* _YOUR GOAL_
Reproduce all of the material below word for word, leaving out the pictures.

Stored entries
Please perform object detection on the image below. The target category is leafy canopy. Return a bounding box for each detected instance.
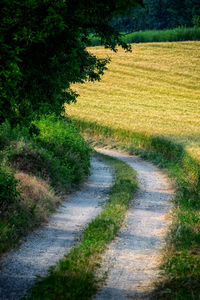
[0,0,142,125]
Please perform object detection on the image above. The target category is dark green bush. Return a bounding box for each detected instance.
[0,167,20,216]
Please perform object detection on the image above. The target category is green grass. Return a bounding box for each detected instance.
[66,42,200,300]
[91,27,200,46]
[0,116,90,255]
[29,156,137,300]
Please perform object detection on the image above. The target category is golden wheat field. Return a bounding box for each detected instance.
[66,42,200,160]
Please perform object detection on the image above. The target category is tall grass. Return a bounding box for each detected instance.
[91,27,200,46]
[0,116,90,254]
[66,42,200,299]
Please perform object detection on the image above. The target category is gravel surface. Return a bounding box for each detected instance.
[95,149,174,300]
[0,158,112,300]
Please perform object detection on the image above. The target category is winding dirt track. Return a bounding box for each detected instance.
[0,158,112,300]
[94,149,174,300]
[0,150,173,300]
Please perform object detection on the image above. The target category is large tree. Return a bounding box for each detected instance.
[0,0,142,124]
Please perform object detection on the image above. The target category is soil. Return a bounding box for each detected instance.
[94,149,174,300]
[0,157,113,300]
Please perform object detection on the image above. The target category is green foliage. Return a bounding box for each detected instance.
[0,167,20,216]
[91,26,200,46]
[34,116,90,184]
[192,15,200,28]
[27,156,137,300]
[0,0,141,125]
[0,116,90,253]
[113,0,200,32]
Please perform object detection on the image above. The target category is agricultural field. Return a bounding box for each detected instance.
[66,42,200,160]
[66,41,200,300]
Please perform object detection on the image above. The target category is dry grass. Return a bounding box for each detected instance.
[15,172,60,221]
[66,42,200,160]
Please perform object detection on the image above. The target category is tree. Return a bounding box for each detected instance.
[0,0,142,125]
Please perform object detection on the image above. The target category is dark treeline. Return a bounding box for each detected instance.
[113,0,200,32]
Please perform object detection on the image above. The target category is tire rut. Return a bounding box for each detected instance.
[94,149,174,300]
[0,157,113,300]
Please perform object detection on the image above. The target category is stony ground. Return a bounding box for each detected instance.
[94,149,174,300]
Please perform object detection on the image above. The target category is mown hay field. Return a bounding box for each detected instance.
[66,41,200,161]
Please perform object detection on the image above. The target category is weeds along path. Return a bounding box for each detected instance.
[0,157,113,300]
[95,149,174,300]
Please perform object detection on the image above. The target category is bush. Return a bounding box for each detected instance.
[0,167,20,216]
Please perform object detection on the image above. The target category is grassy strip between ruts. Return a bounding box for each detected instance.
[71,120,200,300]
[26,156,137,300]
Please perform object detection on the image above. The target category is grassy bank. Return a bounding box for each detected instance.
[69,120,200,300]
[27,156,137,300]
[91,27,200,46]
[66,42,200,299]
[0,116,90,254]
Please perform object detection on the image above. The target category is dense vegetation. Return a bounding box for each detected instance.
[0,0,141,126]
[0,116,90,254]
[90,27,200,46]
[113,0,200,32]
[0,0,142,252]
[66,42,200,299]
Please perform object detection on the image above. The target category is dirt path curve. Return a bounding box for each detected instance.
[95,149,174,300]
[0,158,113,300]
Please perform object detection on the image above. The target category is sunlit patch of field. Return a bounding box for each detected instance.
[66,41,200,160]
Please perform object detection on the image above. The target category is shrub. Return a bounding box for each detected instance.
[0,167,20,216]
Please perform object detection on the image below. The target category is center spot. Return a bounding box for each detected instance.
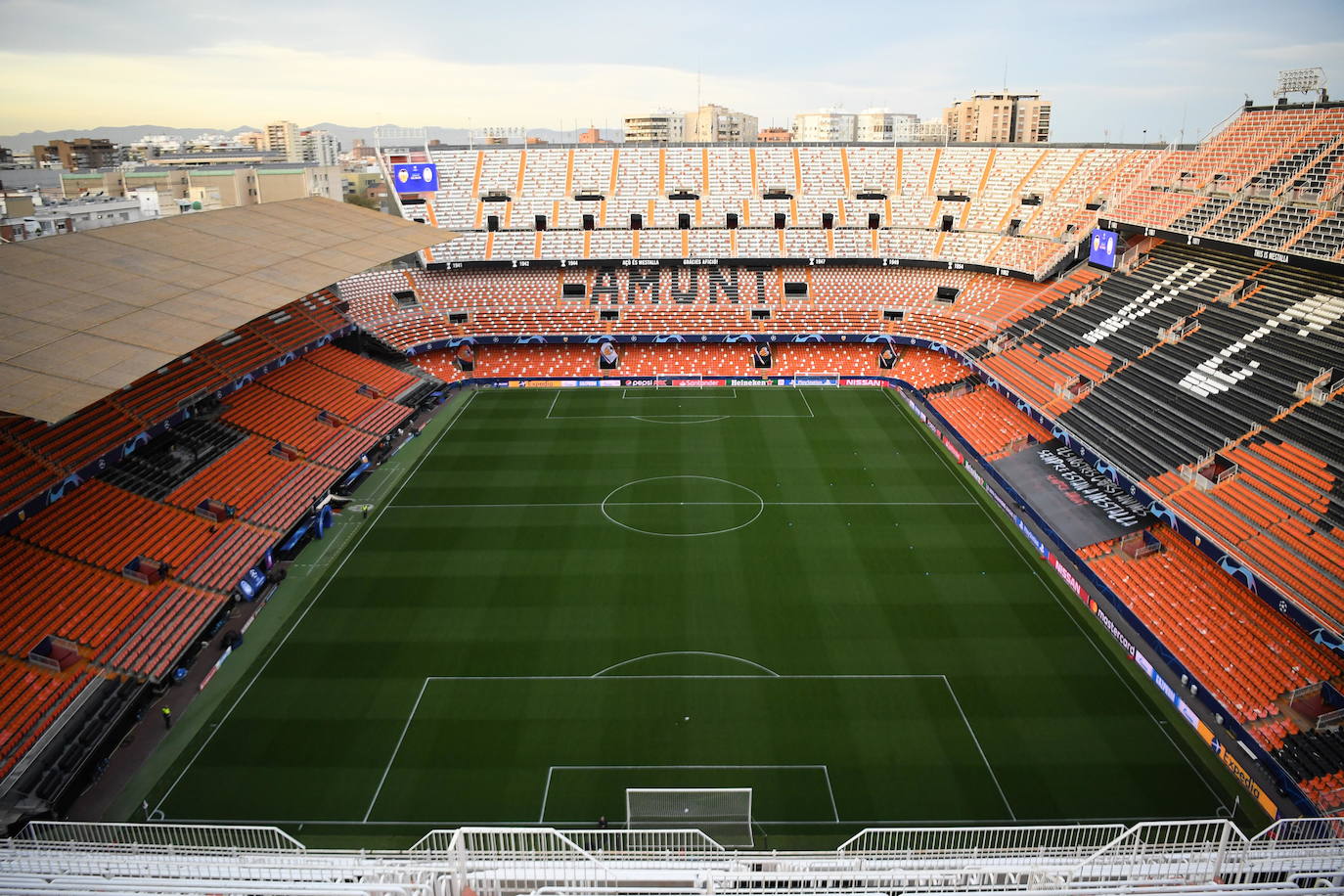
[603,475,765,537]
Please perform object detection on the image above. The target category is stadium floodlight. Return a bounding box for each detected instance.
[374,125,428,152]
[468,125,527,147]
[1275,66,1326,97]
[625,787,754,846]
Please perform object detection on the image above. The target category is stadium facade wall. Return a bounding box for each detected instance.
[429,365,1320,818]
[0,324,356,535]
[426,248,1080,282]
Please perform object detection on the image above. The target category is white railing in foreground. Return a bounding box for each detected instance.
[8,820,1344,896]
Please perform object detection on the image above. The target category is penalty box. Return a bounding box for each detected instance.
[546,385,815,421]
[364,663,1013,827]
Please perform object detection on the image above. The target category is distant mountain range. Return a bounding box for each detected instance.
[0,121,621,152]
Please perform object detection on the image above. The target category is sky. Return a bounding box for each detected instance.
[0,0,1344,143]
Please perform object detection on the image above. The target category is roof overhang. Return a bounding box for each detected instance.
[0,198,457,422]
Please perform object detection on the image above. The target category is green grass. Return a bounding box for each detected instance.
[141,388,1232,843]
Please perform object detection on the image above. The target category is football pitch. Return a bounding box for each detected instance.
[141,387,1232,835]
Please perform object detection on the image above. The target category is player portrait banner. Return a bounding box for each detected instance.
[392,162,438,194]
[1088,227,1120,267]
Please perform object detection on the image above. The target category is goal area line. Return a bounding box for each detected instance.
[536,763,844,825]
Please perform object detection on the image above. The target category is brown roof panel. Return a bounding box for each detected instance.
[0,198,457,422]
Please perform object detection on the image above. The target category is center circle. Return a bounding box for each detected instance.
[601,475,765,539]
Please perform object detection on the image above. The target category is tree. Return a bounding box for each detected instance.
[345,194,381,211]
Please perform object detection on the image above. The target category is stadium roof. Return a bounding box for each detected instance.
[0,198,457,422]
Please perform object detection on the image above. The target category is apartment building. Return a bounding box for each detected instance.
[942,91,1050,144]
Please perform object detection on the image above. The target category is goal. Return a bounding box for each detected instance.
[653,374,723,388]
[793,372,844,385]
[625,787,754,846]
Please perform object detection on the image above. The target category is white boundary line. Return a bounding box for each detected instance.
[544,385,806,424]
[155,392,480,814]
[883,389,1229,809]
[536,764,842,825]
[942,676,1017,821]
[621,385,738,399]
[389,502,980,511]
[589,650,780,679]
[793,385,817,419]
[368,671,1000,825]
[364,679,428,822]
[598,474,765,539]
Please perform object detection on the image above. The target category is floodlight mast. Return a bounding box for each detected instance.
[1275,66,1329,102]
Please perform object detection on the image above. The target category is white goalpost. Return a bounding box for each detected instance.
[653,374,723,388]
[793,372,844,385]
[625,787,755,846]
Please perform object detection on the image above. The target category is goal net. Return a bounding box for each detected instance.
[625,787,752,846]
[653,374,723,388]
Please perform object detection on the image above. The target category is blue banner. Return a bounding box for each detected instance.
[1088,227,1120,267]
[392,162,438,194]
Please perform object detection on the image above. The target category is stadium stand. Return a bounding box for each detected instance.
[928,385,1050,461]
[408,147,1158,276]
[0,291,349,526]
[341,266,1097,349]
[1109,104,1344,260]
[1089,525,1344,721]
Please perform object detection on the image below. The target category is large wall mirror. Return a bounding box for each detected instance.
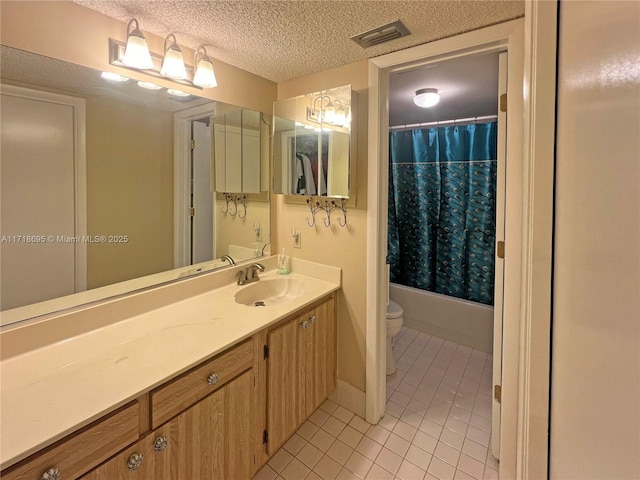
[273,85,354,198]
[0,46,271,325]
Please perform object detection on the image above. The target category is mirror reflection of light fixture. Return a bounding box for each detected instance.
[307,95,351,128]
[322,98,336,123]
[413,88,440,108]
[122,18,153,70]
[160,33,187,80]
[193,46,218,88]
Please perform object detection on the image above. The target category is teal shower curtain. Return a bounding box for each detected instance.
[387,122,497,305]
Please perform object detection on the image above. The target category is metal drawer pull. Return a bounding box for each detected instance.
[127,453,144,470]
[41,467,60,480]
[153,437,169,452]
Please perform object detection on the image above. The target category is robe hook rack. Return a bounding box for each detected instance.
[307,197,347,228]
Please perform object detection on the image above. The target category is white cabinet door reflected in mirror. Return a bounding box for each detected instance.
[211,109,261,193]
[273,85,354,198]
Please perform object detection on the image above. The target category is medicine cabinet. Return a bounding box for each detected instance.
[211,109,262,193]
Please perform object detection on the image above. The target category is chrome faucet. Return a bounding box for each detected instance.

* _PROBLEM SOLUTION_
Please perform object detection on the image below. The target category is leafy canopy. Return a bounding box for each detected instance.
[0,0,142,125]
Please perform object detection on the image above. The target category is dark green bush. Return a bounding box for each detected instance.
[0,167,20,216]
Please perform object detection on the image above. The target category is green grass. Return a bounding box for each detected instance.
[66,42,200,300]
[91,27,200,46]
[0,116,90,255]
[29,156,137,300]
Please perform object detection on the image above. The target category is golden wheat field. Return a bounding box for each detected instance.
[66,42,200,160]
Please perform object detection on the image above. The target category is tall grass. Return a bounding box for each detected instance.
[91,27,200,46]
[0,116,90,254]
[66,42,200,299]
Please perform object detection on the image above. The target category is gravel surface. Return a bounding box for each detected instance.
[95,149,174,300]
[0,158,112,300]
Please perform object detection on the image above. The target category is winding dirt track. Return a bounding box for each detected instance.
[0,158,112,300]
[94,149,174,300]
[0,150,173,300]
Please perform object detection on the image above. The target category is large tree. Return a bounding box for each detected instance.
[0,0,142,124]
Please perform object detection on the image above. The target category is soil. Return a bounding box for each detected instance.
[94,149,174,300]
[0,157,113,300]
Please perform object detection on the image above. The target category is green foliage. Return a bounding box for each detected instance.
[0,167,20,216]
[91,26,200,46]
[34,116,90,184]
[192,15,200,28]
[27,156,137,300]
[0,0,141,125]
[0,116,90,253]
[113,0,200,32]
Please perform object detection on the image above. The target category is agricultural field. Return a bounding box for each detected instance.
[66,42,200,160]
[66,41,200,300]
Please perform object detection on the image above. The target category is dry grass. Return a bounding box for each detected instance.
[15,172,60,221]
[66,42,200,160]
Please perform object detection on the image above. The target category is tree. Return a bounding box for each detected instance.
[0,0,142,125]
Please perform object detection on the image above. The target category is dark treeline. Return a bounding box for each detected instance.
[113,0,200,32]
Please perform object detection on the image above. The target category is tire rut. Return a bounding box for each detected instance.
[94,149,174,300]
[0,157,113,300]
Please perform object detection on the image above. The target category is stony ground. Return a bounding box for each detected instance.
[94,149,174,300]
Please perform object detection on the image above. The target category is mown hay field. Return a bounding box for each detected instance.
[66,41,200,161]
Please perform object detection on the image above. The target category is weeds along path. Return a bounding box for each detected instance.
[0,157,113,300]
[95,149,174,300]
Please perform object detection on the image above. The target category is bush. Return a bounding box for each detected instance.
[0,167,20,216]
Please perform object detection on the image above. The target category is grassy strip between ruts. Return a bounding box for each detected instance.
[71,120,200,300]
[26,156,137,300]
Please perform object detection on the image above. The target category is grassy bank. Return a bounding box for each detected instance.
[69,120,200,300]
[27,156,137,300]
[91,27,200,46]
[66,42,200,299]
[0,116,90,254]
Please perform object detection on the image above. The target category is dense vegetation. Return a bounding box for each detected instance.
[0,0,141,126]
[0,116,90,254]
[90,27,200,46]
[113,0,200,32]
[0,0,142,252]
[66,42,200,299]
Please perform object detection on the image above. The target category is dirt path curve. Return a bounding box for each detected instance.
[95,149,174,300]
[0,158,113,300]
Please perform object detection on the image above. The target category is sunlit patch of field. Return a bounding box for each detected instance.
[66,41,200,160]
Please perform object detection on the image above. The target category is shrub. Return a bounding box for each detected instance.
[0,167,20,216]
Please perform object detection on the image below. The target category is center spot. Return a bounding box for each detected instance.
[603,475,765,537]
Please perform object detection on the image above. The target category is stadium floodlight. Return a bounding box for each detected instance.
[374,125,428,152]
[468,125,527,147]
[1275,66,1326,97]
[625,787,754,846]
Please perform object detection on the image above. The target category is stadium facade wall. Return a bounding box for each detected instance.
[429,365,1320,818]
[0,324,356,535]
[426,248,1080,282]
Please perform object detection on the image above. The target category is white railing in foreground. Return a bounding box for each detected instance.
[8,820,1344,896]
Please perform object detection on the image above. The target category is penalty box. Return a bounding box for each detected instance.
[546,385,815,421]
[364,663,1013,827]
Please perform object detection on the image above. The target category is distant mountain range. Return a bounding box for each detected instance.
[0,121,621,152]
Please perform object detection on the image above. The target category is sky. Return a bounding box for each detected instance.
[0,0,1344,143]
Please perform object detection on the image above. The target category is roof overhang. Return a bounding box for each detected instance.
[0,198,457,422]
Please perform object detection on the image above. The target category is green grass. Return a bounding box for each detected instance.
[141,388,1232,843]
Please perform object detection on the image above. The target category is football pitch. Return a bounding box for each detected instance.
[141,387,1232,835]
Please perform object detection on the image above. The target category is player portrait banner. Return a bounding box for each detected instance.
[392,162,438,194]
[1088,227,1120,267]
Please perform object detection on the image above. The target category is goal area line. Return a bounding box for each detected instance.
[536,763,844,825]
Please perform object detection on the image above. The target category is brown roof panel. Return a bounding box for each detected instance.
[0,198,457,422]
Please perform object detection on the image above. The target category is center circle. Return a bounding box for each detected instance.
[601,475,765,539]
Please perform object detection on the image above. The target category is tree. Return a bounding box for each detected instance.
[345,194,381,211]
Please perform object detection on the image above. The target category is stadium roof. Return a bounding box for each detected instance.
[0,198,457,422]
Please perform object detection on the image above. The target category is apartment building. Return a bounding box for each detected instance.
[942,91,1050,144]
Please perform object detection on the image above. The target category is goal. Return a bounding box for each detected instance.
[653,374,723,388]
[793,372,844,385]
[625,787,754,846]
Please perform object detection on the image above. The target category is white boundary line. Return a bounding box for each detected instance.
[544,385,806,424]
[155,392,480,814]
[883,389,1229,809]
[536,764,842,825]
[942,676,1017,821]
[621,385,738,399]
[389,502,980,511]
[589,650,780,679]
[793,385,817,419]
[368,671,1000,825]
[364,679,428,822]
[598,474,765,539]
Please perform object detection on the image above. The target category is floodlight mast. Return a bounding box for each detected instance.
[1275,66,1329,102]
Please perform object detection on the image above. The target category is white goalpost. Return a bounding box for each detected instance.
[653,374,723,388]
[793,372,844,385]
[625,787,755,846]
Please perform object detection on the image above. The target category is goal net. Return a bounding box for each detected instance.
[625,787,752,846]
[653,374,723,388]
Please perform object detection on the image above. The target category is blue banner. Return a bounding box for each detected instance.
[1088,227,1120,267]
[392,162,438,194]
Please perform object detection on the image above. The target category is stadium stand. Return a bounding box for each detected instance.
[928,385,1050,461]
[408,147,1158,276]
[0,291,349,526]
[341,266,1097,349]
[1109,104,1344,260]
[1089,525,1344,721]
Please perform object detection on the image below. The target category is large wall mirror. Return a bounding box for each detected instance.
[273,85,354,198]
[0,46,271,325]
Please perform object detection on the image above. The target category is mirror reflection of light fixture. Return a bounding box for each detected instance.
[307,95,351,128]
[322,98,336,123]
[413,88,440,108]
[122,18,153,70]
[160,33,187,80]
[193,46,218,88]
Please perform object detection on the image above. The target category is teal shower curtain. Return a bounding box for each detected instance.
[387,122,497,305]
Please perform object detection on the image above. The target category is metal drawer pull. Return a bounding box for each detected instance.
[127,453,144,470]
[41,467,60,480]
[153,437,169,452]
Please perform object detection on the image above. The target category is robe hook rack. Return a bounding box for each detected instance.
[307,197,347,228]
Please perform object detection on the image above. The target category is white cabinet door reflected in mirror. Return a bounding box for each detected instance.
[211,109,261,193]
[273,85,354,198]
Please perform object detection on the image above. The target category is medicine cabinet. Return a bounding box for each detected instance.
[211,109,262,193]
Please perform object detection on the image above. The target category is chrome faucet. Return a bounding box for each detected instance.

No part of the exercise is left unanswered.